> _Directions_:
Retype all of the records below word for word, leaving the pictures out of your answer.

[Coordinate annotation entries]
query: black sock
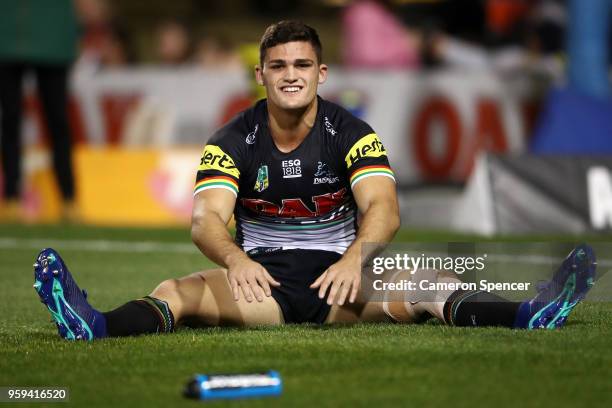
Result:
[103,296,174,337]
[444,290,521,327]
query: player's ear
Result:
[255,64,263,86]
[319,64,327,84]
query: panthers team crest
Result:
[255,165,270,193]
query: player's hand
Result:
[227,257,280,302]
[310,259,361,306]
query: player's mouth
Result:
[281,85,303,95]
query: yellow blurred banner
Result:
[24,146,200,226]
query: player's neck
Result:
[268,98,318,153]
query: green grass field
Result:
[0,225,612,408]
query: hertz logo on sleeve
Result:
[344,133,387,168]
[198,145,240,178]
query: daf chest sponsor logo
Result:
[323,116,338,136]
[344,133,387,168]
[254,166,270,193]
[312,161,340,184]
[198,145,240,178]
[244,123,259,144]
[281,159,302,178]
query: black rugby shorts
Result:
[247,248,342,323]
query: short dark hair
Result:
[259,20,323,66]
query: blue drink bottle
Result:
[185,370,283,400]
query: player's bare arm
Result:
[191,189,280,302]
[311,177,400,305]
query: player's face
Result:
[255,41,327,110]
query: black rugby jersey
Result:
[194,97,394,254]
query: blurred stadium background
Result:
[3,0,612,235]
[0,0,612,407]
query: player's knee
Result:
[151,279,179,301]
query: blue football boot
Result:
[514,244,597,329]
[34,248,106,340]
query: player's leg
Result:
[34,249,283,340]
[104,269,283,337]
[327,245,596,329]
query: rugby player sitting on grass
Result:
[34,21,595,340]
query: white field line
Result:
[0,237,198,254]
[0,237,612,268]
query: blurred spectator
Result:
[569,0,612,101]
[0,0,78,219]
[194,36,243,70]
[342,0,420,68]
[156,20,192,65]
[426,0,565,79]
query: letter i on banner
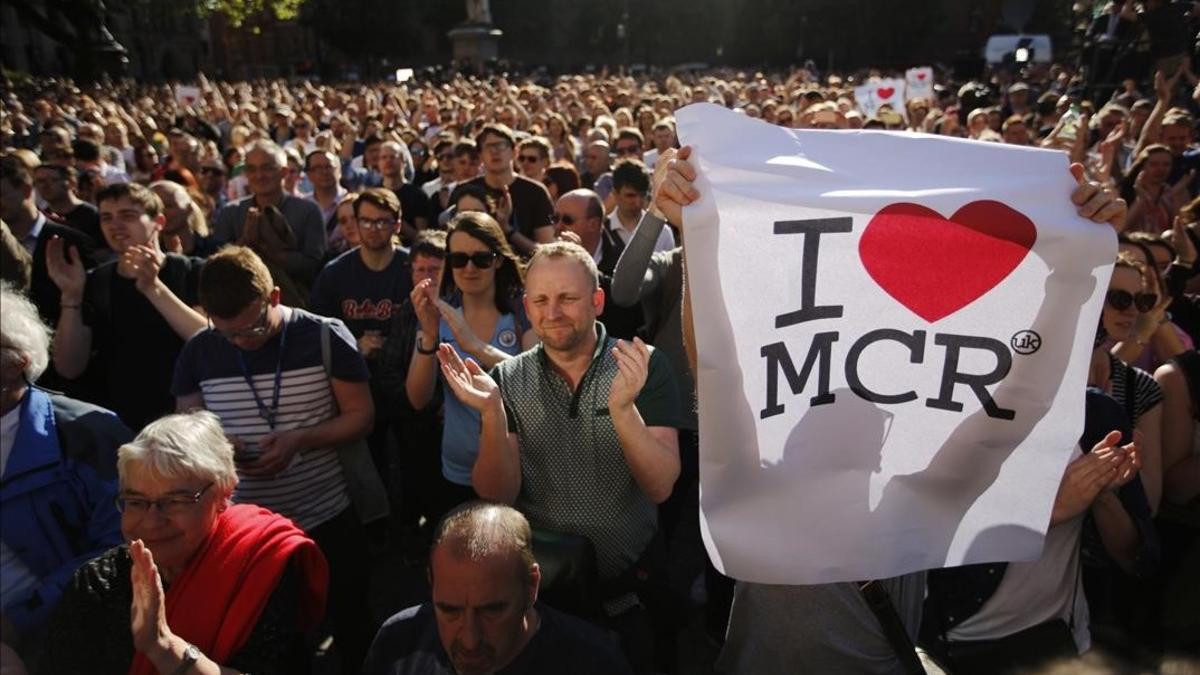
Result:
[854,84,880,119]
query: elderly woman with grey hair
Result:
[0,283,133,658]
[41,411,328,675]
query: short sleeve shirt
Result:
[438,300,529,485]
[308,249,413,338]
[492,323,679,579]
[172,307,367,531]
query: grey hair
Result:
[116,410,238,492]
[0,281,53,382]
[430,501,536,572]
[241,138,288,168]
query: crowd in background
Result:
[0,13,1200,673]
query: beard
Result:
[538,322,588,352]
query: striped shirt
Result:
[172,307,367,531]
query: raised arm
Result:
[608,338,679,503]
[612,211,666,307]
[438,345,521,504]
[46,237,91,380]
[121,237,209,340]
[1133,67,1183,157]
[404,279,439,410]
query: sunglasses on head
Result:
[1104,288,1158,313]
[446,251,496,269]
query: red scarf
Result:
[130,504,329,675]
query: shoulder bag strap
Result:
[858,579,925,675]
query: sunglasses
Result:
[359,217,396,231]
[446,251,496,269]
[1104,288,1158,313]
[217,300,271,342]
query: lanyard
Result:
[238,319,288,431]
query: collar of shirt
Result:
[608,209,646,244]
[0,398,20,476]
[20,211,46,253]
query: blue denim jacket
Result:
[0,388,133,633]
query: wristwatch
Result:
[170,643,204,675]
[416,335,438,357]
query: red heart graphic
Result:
[858,199,1038,323]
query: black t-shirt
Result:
[392,183,430,227]
[1141,2,1192,59]
[60,202,108,247]
[362,603,632,675]
[308,249,413,338]
[470,175,554,239]
[83,253,203,429]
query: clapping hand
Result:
[130,539,173,655]
[46,235,88,303]
[1051,431,1141,522]
[1163,215,1196,267]
[408,279,440,342]
[116,244,166,293]
[433,298,480,353]
[608,338,650,411]
[438,345,502,414]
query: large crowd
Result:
[0,2,1200,674]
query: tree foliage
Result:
[196,0,307,28]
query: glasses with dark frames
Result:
[446,251,496,269]
[1104,288,1158,313]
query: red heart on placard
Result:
[858,199,1038,323]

> _Exercise answer_:
query: black sock
Result:
[103,296,174,337]
[444,290,521,327]
query: player's ear
Result:
[255,64,263,86]
[319,64,327,84]
query: panthers team crest
Result:
[255,165,270,193]
query: player's hand
Result:
[227,257,280,302]
[310,259,361,306]
query: player's mouth
Result:
[281,85,303,95]
query: yellow blurred banner
Result:
[24,146,200,226]
query: player's neck
Result:
[268,98,318,153]
query: green grass field
Result:
[0,225,612,408]
query: hertz logo on sleeve
Result:
[344,133,387,168]
[198,145,240,178]
query: daf chest sponsor logo
Result:
[323,116,338,136]
[344,133,387,168]
[254,166,270,193]
[312,161,340,184]
[198,145,240,178]
[244,123,259,144]
[281,159,302,178]
query: black rugby shorts
Result:
[247,248,342,323]
query: short dark hair
Result:
[259,20,323,66]
query: blue drink bottle
Result:
[185,370,283,400]
query: player's bare arm
Result:
[191,189,280,302]
[311,177,400,305]
query: player's face
Result:
[255,41,327,110]
query: black rugby jersey
Result:
[194,97,394,254]
query: blurred stadium background
Result:
[3,0,612,235]
[0,0,612,407]
query: player's knee
Result:
[151,279,179,301]
query: blue football boot
Result:
[514,244,597,329]
[34,248,106,340]
query: player's leg
Result:
[34,249,283,340]
[104,269,283,337]
[327,245,596,329]
query: rugby player sitting on grass
Result:
[34,21,595,340]
query: white field line
Result:
[0,237,198,254]
[0,237,612,268]
query: blurred spectator
Result:
[569,0,612,101]
[0,0,78,219]
[194,36,243,70]
[342,0,420,68]
[156,20,192,65]
[426,0,565,79]
query: letter i on banner
Result:
[854,84,880,119]
query: elderly woman with grey hair
Result:
[0,283,133,658]
[41,411,328,675]
query: short sleeve shirt
Result:
[438,300,529,485]
[308,249,413,338]
[492,323,679,579]
[172,307,367,531]
query: grey hair
Result:
[116,410,238,492]
[0,281,53,382]
[430,501,536,572]
[241,138,288,168]
query: crowd in background
Result:
[0,13,1200,673]
query: beard
Result:
[538,322,588,352]
query: striped shirt
Result:
[172,307,367,531]
query: raised arm
Result:
[608,338,679,503]
[612,211,666,307]
[438,345,521,504]
[46,237,91,380]
[121,237,209,340]
[1133,67,1183,157]
[404,279,439,410]
query: sunglasses on head
Result:
[1104,288,1158,313]
[446,251,496,269]
query: red scarf
Result:
[130,504,329,675]
query: shoulder bag strap
Result:
[858,579,925,675]
query: sunglasses
Result:
[359,217,396,231]
[446,251,496,269]
[1104,288,1158,313]
[217,300,271,342]
query: lanyard
Result:
[238,319,288,431]
query: collar of shirt
Result:
[608,209,646,244]
[0,398,20,476]
[20,211,46,253]
query: blue denim jacket
Result:
[0,388,133,633]
query: wristwatch
Result:
[170,643,204,675]
[416,335,438,357]
query: red heart graphic
Result:
[858,199,1038,323]
query: black t-shirt
Result:
[392,183,430,227]
[1141,2,1192,59]
[60,202,108,247]
[362,603,632,675]
[308,249,413,338]
[470,175,554,239]
[83,253,203,429]
query: clapping hand
Result:
[130,539,173,655]
[46,235,88,303]
[1051,431,1141,522]
[1163,215,1196,267]
[408,279,440,342]
[116,244,166,293]
[433,298,480,353]
[608,338,650,411]
[438,345,502,414]
query: large crowd
Result:
[0,2,1200,674]
query: tree foliage
Result:
[196,0,307,28]
query: glasses with dark frames
Result:
[446,251,496,269]
[1104,288,1158,313]
query: red heart on placard
Result:
[858,199,1038,323]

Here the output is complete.